* **USING THE INFORMATION**:
**1)** According to the report on flu vaccination, what organization did the nurse Melody Butler found?
**2)** Continue the report on flu vaccination from the point where it stops.

* **DOCUMENT SEGMENT**:
* * * *

Didn’t get a flu shot? You’re not alone, and doctors want to know why


Experts are calling this year’s flu season the worst they’ve seen in years. Hundreds of thousands of Americans have been hospitalized with flu symptoms, and the Center for Disease Control expects the death toll to rise. But most Americans still aren’t vaccinated. Reporter Sarah Wyman has more about the strategies doctors and nurses are turning to… to persuade the un-inoculated.

WYMAN 

It’s 5 pm on a Thursday, and I’m sandwiched in between sweaty commuters on the 1-2-3 subway platform at Times Square 42nd Street. You can almost taste the germs in the warm, moist air, and as a train door slides open, a fresh crowd of wheezing, coughing New Yorkers spills out.

WYMAN

Most experts agree: getting the flu shot is the single best way of preventing flu outbreaks.

But statistically speaking, less than half of the New Yorkers sharing a subway platform with me have actually gotten the shot. Danielle Ofri, an associate professor of medicine at NYU, says one reason is they just don’t understand how dangerous the flu is.

OFRI 

You know the old fashioned washing machines where you ran the clothes through the ringer? Imagine your bones going through the ringer. That’s what influenza is like.

WYMAN 

And if you haven’t had the flu, getting the vaccine might not feel like a priority. It costs money. Getting it takes time. And not everyone’s convinced it’s effective. Or safe. Ofri says doctors need to make a point of challenging those assumptions.

OFRI 

“Oh, and why don’t you want to get the flu shot?” I want them to, like, defend their answer! Why is it they’re not doing it?

WYMAN

But it’s harder to ask those questions—and correct misunderstandings—when patients don’t come into a doctor’s office in the first place. Where are they going instead? Google.

WYMAN 

Melody Butler is a nurse who knows her way around a Facebook comments section. We’re standing in the back of the Kmart in Penn Station, hemmed in by aisles full of stuffed animals for Valentine’s Day. Butler only has 15 minutes, and this is the quietest place we could find. Little, red notification bubbles keep popping up as she scrolls through Twitter, Facebook and Pinterest.

BUTLER 

Here’s a group. It has over 2,000 members in it. And they’ll have questions. Let’s see… is flu serious? 

WYMAN 

Butler is the founder of Nurses Who Vaccinate, an online network of nurses who answer questions about vaccines across social media platforms.

* * * *

* **Collection entries**:

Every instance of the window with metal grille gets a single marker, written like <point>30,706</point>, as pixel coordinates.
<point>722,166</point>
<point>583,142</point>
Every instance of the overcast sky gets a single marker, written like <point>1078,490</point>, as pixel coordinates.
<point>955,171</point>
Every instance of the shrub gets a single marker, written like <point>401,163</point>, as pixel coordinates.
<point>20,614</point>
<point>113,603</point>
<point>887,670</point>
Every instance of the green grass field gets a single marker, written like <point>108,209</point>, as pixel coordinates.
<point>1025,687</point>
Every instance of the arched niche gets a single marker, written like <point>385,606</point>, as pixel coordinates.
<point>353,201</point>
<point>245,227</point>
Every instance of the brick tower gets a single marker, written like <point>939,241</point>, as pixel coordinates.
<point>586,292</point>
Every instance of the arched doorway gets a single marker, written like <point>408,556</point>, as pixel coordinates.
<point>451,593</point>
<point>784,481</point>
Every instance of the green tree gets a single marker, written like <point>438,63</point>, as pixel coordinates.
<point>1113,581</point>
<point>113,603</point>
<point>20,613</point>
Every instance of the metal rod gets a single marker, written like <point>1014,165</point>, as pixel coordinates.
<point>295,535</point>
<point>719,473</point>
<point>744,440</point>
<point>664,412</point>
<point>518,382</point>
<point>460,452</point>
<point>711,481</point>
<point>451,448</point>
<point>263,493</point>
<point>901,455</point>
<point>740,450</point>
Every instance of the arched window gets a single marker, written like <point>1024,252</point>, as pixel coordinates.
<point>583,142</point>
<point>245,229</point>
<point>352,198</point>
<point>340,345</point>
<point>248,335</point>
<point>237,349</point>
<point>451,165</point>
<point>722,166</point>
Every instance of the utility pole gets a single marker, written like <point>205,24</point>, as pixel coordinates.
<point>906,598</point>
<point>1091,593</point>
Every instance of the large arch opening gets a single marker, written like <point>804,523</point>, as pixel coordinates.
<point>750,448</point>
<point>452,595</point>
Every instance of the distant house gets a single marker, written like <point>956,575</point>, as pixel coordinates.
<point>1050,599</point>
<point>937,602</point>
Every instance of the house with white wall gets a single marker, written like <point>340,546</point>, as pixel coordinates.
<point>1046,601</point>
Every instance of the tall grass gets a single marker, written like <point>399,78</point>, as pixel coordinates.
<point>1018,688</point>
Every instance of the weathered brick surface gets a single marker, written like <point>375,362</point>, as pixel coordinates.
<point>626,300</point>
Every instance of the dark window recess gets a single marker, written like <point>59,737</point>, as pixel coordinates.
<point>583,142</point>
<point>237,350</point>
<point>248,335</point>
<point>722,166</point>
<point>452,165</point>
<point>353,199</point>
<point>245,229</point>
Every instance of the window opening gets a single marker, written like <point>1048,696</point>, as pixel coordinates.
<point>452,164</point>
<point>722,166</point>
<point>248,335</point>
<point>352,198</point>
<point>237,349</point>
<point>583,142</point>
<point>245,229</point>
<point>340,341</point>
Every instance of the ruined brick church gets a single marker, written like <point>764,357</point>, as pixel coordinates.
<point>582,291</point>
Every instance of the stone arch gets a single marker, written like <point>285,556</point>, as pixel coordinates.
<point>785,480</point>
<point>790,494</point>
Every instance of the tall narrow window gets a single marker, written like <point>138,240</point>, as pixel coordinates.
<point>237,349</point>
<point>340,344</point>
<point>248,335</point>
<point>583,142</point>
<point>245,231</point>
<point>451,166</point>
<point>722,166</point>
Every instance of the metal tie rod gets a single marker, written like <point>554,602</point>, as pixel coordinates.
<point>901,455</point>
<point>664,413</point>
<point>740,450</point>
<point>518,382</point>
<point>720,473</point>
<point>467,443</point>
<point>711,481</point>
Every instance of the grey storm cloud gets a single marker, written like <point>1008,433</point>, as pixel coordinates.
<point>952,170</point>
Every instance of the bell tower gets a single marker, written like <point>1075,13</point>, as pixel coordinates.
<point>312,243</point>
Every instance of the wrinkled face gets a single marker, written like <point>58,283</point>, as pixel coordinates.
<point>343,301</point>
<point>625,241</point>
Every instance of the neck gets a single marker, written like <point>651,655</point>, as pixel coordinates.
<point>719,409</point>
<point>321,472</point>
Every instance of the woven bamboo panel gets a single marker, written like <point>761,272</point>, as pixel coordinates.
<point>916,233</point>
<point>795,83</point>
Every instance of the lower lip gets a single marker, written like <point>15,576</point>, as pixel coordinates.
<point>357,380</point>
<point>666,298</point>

* * * *

* **YOUR RESPONSES**:
**1)** Nurses Who Vaccinate, an online network of nurses who answer questions about vaccines across social media platforms.

**2)**
BUTLER 

Most of our education takes place over the internet. Because where are patients going at 2 o’clock in the morning? They’re not calling their doctor. They’re not emailing the CDC. They’re asking in their parenting groups, they’re going on their neighborhood groups, and they’re asking very simple questions. Like, “should I get the flu shot this year?” 

WYMAN 

Butler and her team want to make sure they’re the ones answering those questions. That, when patients go looking for information about the flu vaccine online, they’re finding the real stuff. So far, it seems to be working.

CALISE

My name’s Laura Calise, and I’m from Annapolis Maryland. 

WYMAN 

For years, Calise never got the flu shot. She wasn’t worried about getting the flu, she’d heard some sketchy stuff about vaccines from friends and when she’d gotten the shot in the past, it had made her feel sick. But in early 2012, all that started to change.

CALISE 

I miscarried my second child, and that was whenever my whole perception of risk basically evolved. 

WYMAN

Calise spent hours doing research online, and the health professionals and researchers she found there were publishing work debunking some of the theories she’d been buying into. Armed with information, Calise isn’t willing to take risks with her kids that she would take on herself.

CALISE 

Because once you know what can go wrong, I think that you’re much more likely to be like “this is a priority!”

WYMAN

Physicians like Danielle Ofri agree this is progress. But if we really want to get everyone vaccinated, they say we have to work on access to the shots themselves, not just information. That means getting the flu shots to New Yorkers instead of the other way around.

OFFRI

In the subway, stand there in the subway. You think the subway pole’s gross? You can get your flu shot… get your flu shot right here!

WYMAN 

In the meantime, I’ll wait for a less crowded car.

Sarah Wyman, Columbia Radio News.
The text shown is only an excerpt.